◆ EXPLORE THE MATERIAL
A – In the article about Henry Evans, what blocked the blood flow that caused his stroke-like symptoms?
B – Write the next part of the article about Henry Evans, picking up after its final paragraph.

═══ TEXT PROVIDED ═══

January 10, 2014


"I Was Trapped in My Own Body" : Henry Evans is exploring how robotics can make life easier for the severely disabled--like Henry himself. (Brian Eule, Jan/Feb 2014, Stanford Magazine)

IN 2002, Henry's life was full. He was physically fit and a towering presence. The chief financial officer at a startup, he and Jane had four young children. Eight months earlier, they had bought their first house on a beautiful piece of land in Los Altos Hills. Henry, good with his hands, looked forward to renovating it. He was 40, and life was just beginning.

One August morning, despite a headache that had begun the night before, Henry was driving his children to school on the way to work. His vision narrowed and his speech began to slur. He focused on the road and dropped his children off, and then he turned around. Six miles back up the hill, Henry stumbled into the house. He braced against the walls and told Jane that he just wanted to lie down. She said they were going to the doctor. Henry had to crawl to get back to the car.

In the emergency room, Henry's right arm went limp. "I'm so scared," he told Jane. And then he fell into a coma.

Doctors initially thought Henry might have meningitis. It turned out that a birth defect had precipitated the stroke-like symptoms. The inner lining of his basilar artery had become detached and was blocking the blood flow. He was on life support, and when he finally emerged from the coma, he was unable to speak or move. Jane noticed he tracked her with his eyes.

"I soon realized they were all I could move," Henry writes. "My dad explained that I had no motor control, and I got it--I was trapped in my own body."

At first, Henry was unable to breathe on his own. He had a tracheostomy and a feeding tube, and he was on about 25 medications. Two blinks became "yes," and one, "no." He was barely alive, but his mind and his senses were perfectly intact.

"Minutes were hours, and hours were days," Henry writes. At the same time, his wife wasn't getting encouraging news. "They took Jane into a room full of doctors and told her that, in their professional opinion, I would never move and her best bet was to pump me full of antidepressants and stick me in an institution, and soon. Well, that was the wrong thing to say to Jane."

Four months later, Jane and Henry returned home. And though Henry had developed use of a finger and better control of his neck, he had a hard time thinking about living. For the next three years, Henry talked to Jane about helping him with suicide. Jane would try to get him laughing, saying that with his 6-foot-4-inch body, she could never pull it off. She also let him know she understood.

"I know how normal you are by asking me to do that," she would tell him. But she also told him something else.

"There is a reason God left you with your mind and you have life," Jane said. "Those are two incredible gifts that we take for granted every day. And the hardest thing you have to do is figure out why you're left here on Earth. It wasn't your time. Why? You have a purpose here."

═══ INFORMATION ═══

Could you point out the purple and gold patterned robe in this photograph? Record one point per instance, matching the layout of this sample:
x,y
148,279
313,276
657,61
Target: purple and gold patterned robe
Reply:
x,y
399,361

═══

◆ TASK-BY-TASK OUTPUTS
A – The inner lining of his basilar artery had become detached and was blocking the blood flow.

B –
IT STARTED WITH AN IDEA. Henry envisioned a head-mounted laser pointer that he could use to activate electrical switches. He made a sketch on the computer and sent it to a friend who was mentoring a robotics team at Palo Alto High School. The students designed a working prototype called the LaserFinger, which later won a grant from MIT. Though it was yet to be used in Henry's daily life, it got him thinking.

A few years later, while watching CNN, Henry saw an interview with Georgia Tech professor Charlie Kemp. Kemp was discussing his collaboration with Willow Garage, a robotics research lab in Menlo Park, and its robot, the PR2. Henry fired off emails to Steve Cousins, PhD '97, at Willow and to Kemp. Thus began a long collaboration between Henry and Jane, Willow Garage and the Healthcare Robotics Lab at Georgia Tech to use robots to function as body parts for the severely disabled. Henry called it Robots for Humanity, describing his work as "using technology to extend our capabilities, fill in our weaknesses and let people perform at their best."

"From a distance, all humans are disabled," Henry notes. "As humans, we adapted to our environment through evolution. We developed sight and hearing and speech. Yet these adaptations are quite limited. We can't run faster than about 25 miles per hour. We can't fly. We can't stay underwater forever and we can't be in more than one place at the same time. All humans are limited by nature in many ways.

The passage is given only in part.